▶ **Ausgangsdokument**:
===============
Bochum, 13. Juli 2015:
Im British Medical Journal (BMJ) erschien am 1. Juli 2015 eine Analyse aller
Publikationen von randomisiert- kontrollierten Studien (RCT´s) über
blutzuckersenkende Medikamente von 1993 bis 2013 (1). Von den 110 „Top“-Autoren,
die auf den Veröffentlichungen von 991 RCT´s erschienen, wurden pro Autor im
Durchschnitt 20 Arbeiten (4-47), von 11 unter ihnen sogar 42 Arbeiten (36-77)
publiziert. 48 der 110 Top-Autoren waren Angestellte pharmazeutischer
Unternehmen, von den 991 RCT´s waren 906 kommerziell gesponsert. Bei 704
Artikeln konnte ein Interessenskonflikt untersucht werden: Nur 6% (n=42) waren
völlig unabhängig. Schreibagenturen wurde in den Publikationen über die 991
RCT´s in 439 Fällen (44% ) gedankt.
Von 1993-2013 fanden sich in PubMed 3782 Artikel von 13 592 Autoren über neue
blutzuckersenkende Substanzen. Davon wurden die 110 „profiliertesten“ Autoren
ausgewählt, die 991 RCT´s veröffentlicht hatten. Namen von Personen werden in
der Publikation im British Medical Journal nicht genannt. Die meisten Teilnehmer
an internationalen Diabeteskongressen werden aber wohl zumindest einige von
ihnen schon gesehen und gehört haben. Die Namen kann man auch immer wieder in
den medizinischen Zeitschriften lesen. Eine Wertung dieser Tatsache bzw.
derartiger Publikationen von „Super-Trialisten“ wird im BMJ nicht vorgenommen,
wohl aber wird empfohlen, zukünftig den Anteil eines Autors bei der
Studienplanung, der Durchführung, der Auswertung, Analyse oder der
Manuskriptabfassung besser kenntlich zu machen. Ein Editorial des BMJ zu dieser
Analyse formuliert als Titel die Frage: „Are profilic authors too much for a
good thing?“ (2).
Kommentar
Das International Committee of Medical Journal Editors (ICMJE) hat vier
Kriterien für eine Autorenschaft aufgestellt, die alle erfüllt sein müssen: 1.
Wesentlicher Beitrag zu Planung, Protokoll, Beschaffung, Analyse oder
Interpretation der Daten. 2. Manuskriptentwurf oder Revision des Artikels. 3.
===============
▶ **Vorliegende Angaben**:
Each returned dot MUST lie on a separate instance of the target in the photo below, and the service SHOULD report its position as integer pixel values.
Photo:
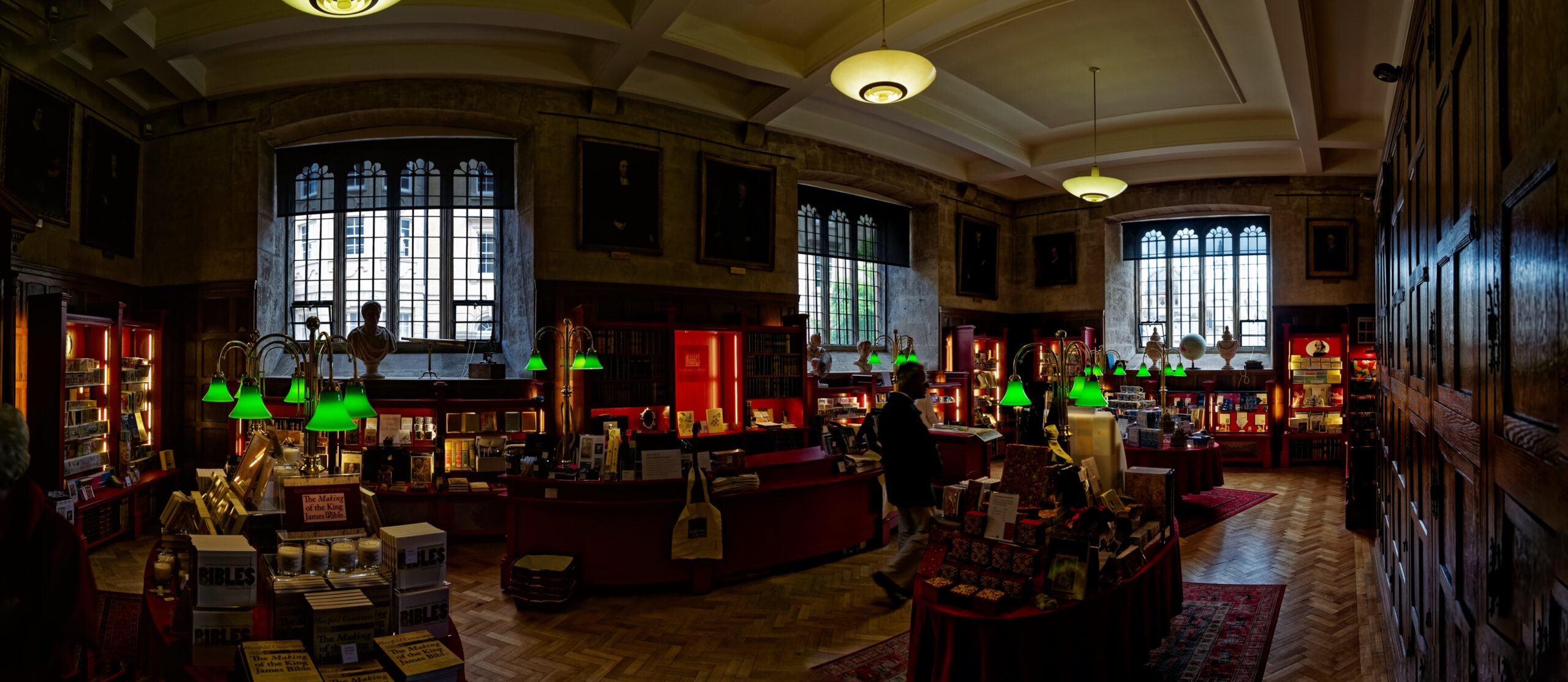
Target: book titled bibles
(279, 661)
===============
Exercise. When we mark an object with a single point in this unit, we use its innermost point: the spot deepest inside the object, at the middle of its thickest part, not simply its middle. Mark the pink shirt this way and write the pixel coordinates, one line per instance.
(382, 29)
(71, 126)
===============
▶ **Aufgaben**:
1. Prüfen Sie, ob die Aussagen (a) bis (c) mit dem Bericht über die BMJ-Analyse übereinstimmen. Antworten Sie jeweils mit Ja oder Nein und zitieren Sie die entscheidende Textstelle wörtlich. (a) Von den 991 RCTs waren 906 kommerziell gesponsert. (b) Die Publikation im BMJ nennt die Namen der Top-Autoren. (c) Schreibagenturen wurde in mehr als der Hälfte der Publikationen gedankt.
2. Erläutern Sie in ein bis drei Sätzen anhand des Berichts über die BMJ-Analyse, wie die 110 Top-Autoren und ihre 991 RCTs ermittelt wurden.
3. Setzen Sie den Bericht über die BMJ-Analyse an der Stelle fort, an der er aufhört.
Die Einträge sind eigenständiges Material und gehören nicht zum Ausgangsdokument.

▶ **Lösungen der Reihe nach**:
1.
(a) Ja: „von den 991 RCT´s waren 906 kommerziell gesponsert“
(b) Nein: „Namen von Personen werden in der Publikation im British Medical Journal nicht genannt.“
(c) Nein: „Schreibagenturen wurde in den Publikationen über die 991 RCT´s in 439 Fällen (44% ) gedankt.“

2. Ausgangspunkt waren 3782 Artikel von 13 592 Autoren über neue blutzuckersenkende Substanzen. Diese Artikel fanden sich für den Zeitraum 1993 bis 2013 in PubMed. Aus ihnen wurden die 110 „profiliertesten“ Autoren ausgewählt, die 991 RCTs veröffentlicht hatten.

3.
Finale Approbation vor Veröffentlichung. 4. Verantwortlichkeit für die
Richtigkeit und Vollständigkeit. Dies betrifft jeden einzelnen der Autoren (3).
Eine retrospektive Analyse hatte nur bei 21% der Artikel ergeben, dass diese
Kriterien erfüllt waren. Es wurden weiterhin oft Namen von „honorary authors“
ohne wesentlichen Beitrag genannt, umgekehrt wurden Namen von „ghost authors“
weggelassen.
Auf internationalen Kongressen wie etwa dem Europäischen Diabeteskongress in
Wien 2014 wurden in manchen Plenarvorträgen zu neuen Antidiabetika jedoch
mitwirkende Schreibagenturen schon erwähnt.
Der Referent kennt aus seiner aktiven Zeit als Klinikdirektor Manuskripte für
Übersichtsartikel zu neuen Diabetesmedikamenten, die von Ghost-Writern verfasst
waren und renommierten Zeitschriften angeboten werden sollten. Die Texte wurden
ihm von Firmen mit der Bitte vorgelegt, sie durchzusehen und als Erstautor zu
fungieren. Er hat dies, und auch das angebotene Honorar, abgelehnt. Diese
Entwürfe der Schreibagenturen enthielten zwar keine Fehler oder nicht
zutreffende Aussagen, allerdings manche Auslassungen. Die Formulierungen waren
so gewählt, dass man ungünstige Befunde oder negative Tatsachen etwa über neue
Diabetesmedikamente beim üblichen Durchlesen kaum oder nicht bemerkte, wenn man
sie nicht schon vorher schon gekannt hatte.